[Image object location entries]

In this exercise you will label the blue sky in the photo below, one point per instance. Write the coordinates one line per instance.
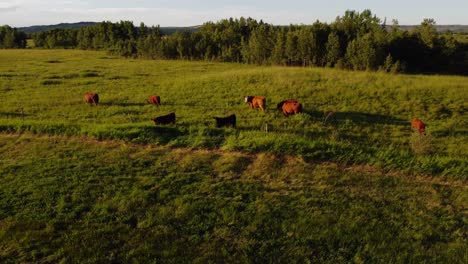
(19, 13)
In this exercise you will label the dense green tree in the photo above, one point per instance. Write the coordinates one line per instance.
(11, 38)
(333, 50)
(279, 51)
(355, 40)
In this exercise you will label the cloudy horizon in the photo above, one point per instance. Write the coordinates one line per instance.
(22, 13)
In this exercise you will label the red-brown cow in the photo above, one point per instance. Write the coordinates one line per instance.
(417, 124)
(154, 99)
(226, 121)
(290, 107)
(165, 119)
(255, 102)
(92, 98)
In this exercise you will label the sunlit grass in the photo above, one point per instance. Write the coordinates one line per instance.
(44, 89)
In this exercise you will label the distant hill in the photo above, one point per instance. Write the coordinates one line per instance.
(171, 30)
(37, 29)
(441, 28)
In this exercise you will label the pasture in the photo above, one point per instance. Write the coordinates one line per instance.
(102, 183)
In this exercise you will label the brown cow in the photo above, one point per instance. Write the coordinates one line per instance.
(417, 124)
(165, 119)
(92, 98)
(290, 107)
(255, 102)
(154, 99)
(226, 121)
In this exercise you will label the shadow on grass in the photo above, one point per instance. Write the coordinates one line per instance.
(359, 118)
(123, 104)
(13, 114)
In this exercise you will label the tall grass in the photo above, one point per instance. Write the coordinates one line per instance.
(69, 199)
(370, 124)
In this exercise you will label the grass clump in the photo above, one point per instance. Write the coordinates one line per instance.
(422, 144)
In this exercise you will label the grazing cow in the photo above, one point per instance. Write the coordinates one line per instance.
(417, 124)
(165, 119)
(226, 121)
(92, 98)
(154, 99)
(290, 107)
(255, 102)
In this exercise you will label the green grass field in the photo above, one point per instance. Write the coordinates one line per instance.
(104, 184)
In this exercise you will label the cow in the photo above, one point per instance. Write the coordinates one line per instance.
(92, 98)
(255, 102)
(165, 119)
(154, 99)
(417, 124)
(289, 107)
(226, 121)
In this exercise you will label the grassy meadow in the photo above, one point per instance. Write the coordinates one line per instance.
(82, 184)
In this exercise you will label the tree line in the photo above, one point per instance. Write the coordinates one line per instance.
(11, 38)
(355, 40)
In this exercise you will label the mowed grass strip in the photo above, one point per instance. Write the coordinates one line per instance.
(70, 199)
(370, 125)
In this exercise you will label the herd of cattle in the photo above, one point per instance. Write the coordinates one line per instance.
(288, 107)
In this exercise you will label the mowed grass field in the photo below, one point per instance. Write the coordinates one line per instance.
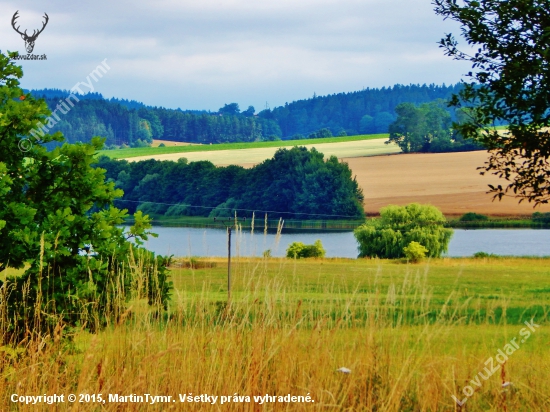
(449, 181)
(412, 335)
(256, 152)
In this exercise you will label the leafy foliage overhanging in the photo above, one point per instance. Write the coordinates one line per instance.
(510, 83)
(57, 219)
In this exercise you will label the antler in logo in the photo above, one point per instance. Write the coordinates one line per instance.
(29, 40)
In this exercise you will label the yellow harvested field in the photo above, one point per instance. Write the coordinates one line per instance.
(449, 181)
(156, 143)
(250, 157)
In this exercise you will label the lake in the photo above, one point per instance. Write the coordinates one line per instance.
(182, 241)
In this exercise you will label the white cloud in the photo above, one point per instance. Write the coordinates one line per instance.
(194, 55)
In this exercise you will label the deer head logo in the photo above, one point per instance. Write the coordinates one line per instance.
(29, 40)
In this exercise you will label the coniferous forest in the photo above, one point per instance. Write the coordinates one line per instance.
(131, 123)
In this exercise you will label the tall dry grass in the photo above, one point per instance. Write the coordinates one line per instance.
(406, 351)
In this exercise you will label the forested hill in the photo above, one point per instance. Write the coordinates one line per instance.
(125, 122)
(366, 111)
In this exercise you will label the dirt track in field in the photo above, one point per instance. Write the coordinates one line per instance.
(449, 181)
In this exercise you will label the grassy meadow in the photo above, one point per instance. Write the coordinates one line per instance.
(150, 151)
(412, 336)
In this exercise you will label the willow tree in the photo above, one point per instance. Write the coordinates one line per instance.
(398, 226)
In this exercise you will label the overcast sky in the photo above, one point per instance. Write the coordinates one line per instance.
(201, 54)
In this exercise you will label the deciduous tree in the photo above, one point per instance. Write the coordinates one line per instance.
(509, 83)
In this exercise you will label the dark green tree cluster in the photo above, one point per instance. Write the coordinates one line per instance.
(58, 221)
(131, 123)
(296, 183)
(427, 128)
(367, 111)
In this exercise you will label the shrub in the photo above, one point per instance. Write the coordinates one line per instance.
(398, 226)
(415, 252)
(473, 217)
(298, 250)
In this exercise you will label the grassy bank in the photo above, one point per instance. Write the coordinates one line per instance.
(259, 223)
(148, 151)
(297, 224)
(412, 335)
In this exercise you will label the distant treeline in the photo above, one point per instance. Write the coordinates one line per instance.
(366, 111)
(127, 123)
(296, 183)
(132, 123)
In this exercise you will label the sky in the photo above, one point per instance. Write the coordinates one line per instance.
(202, 54)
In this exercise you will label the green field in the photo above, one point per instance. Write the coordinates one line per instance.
(148, 151)
(413, 336)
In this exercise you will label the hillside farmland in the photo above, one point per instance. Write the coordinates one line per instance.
(449, 181)
(250, 157)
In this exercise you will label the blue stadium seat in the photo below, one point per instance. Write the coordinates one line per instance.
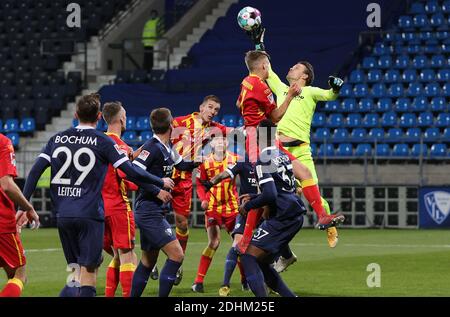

Aim: Please locate every line in the material above that contains the word "distant" and copy each of those lines out in full.

Response below:
In this exercise you will label the distant hill in the photo above, one point per instance. Write the coordinates one line per instance.
In this exercise you will label the distant treeline in the photo above, one point per instance. Write the coordinates one line per instance.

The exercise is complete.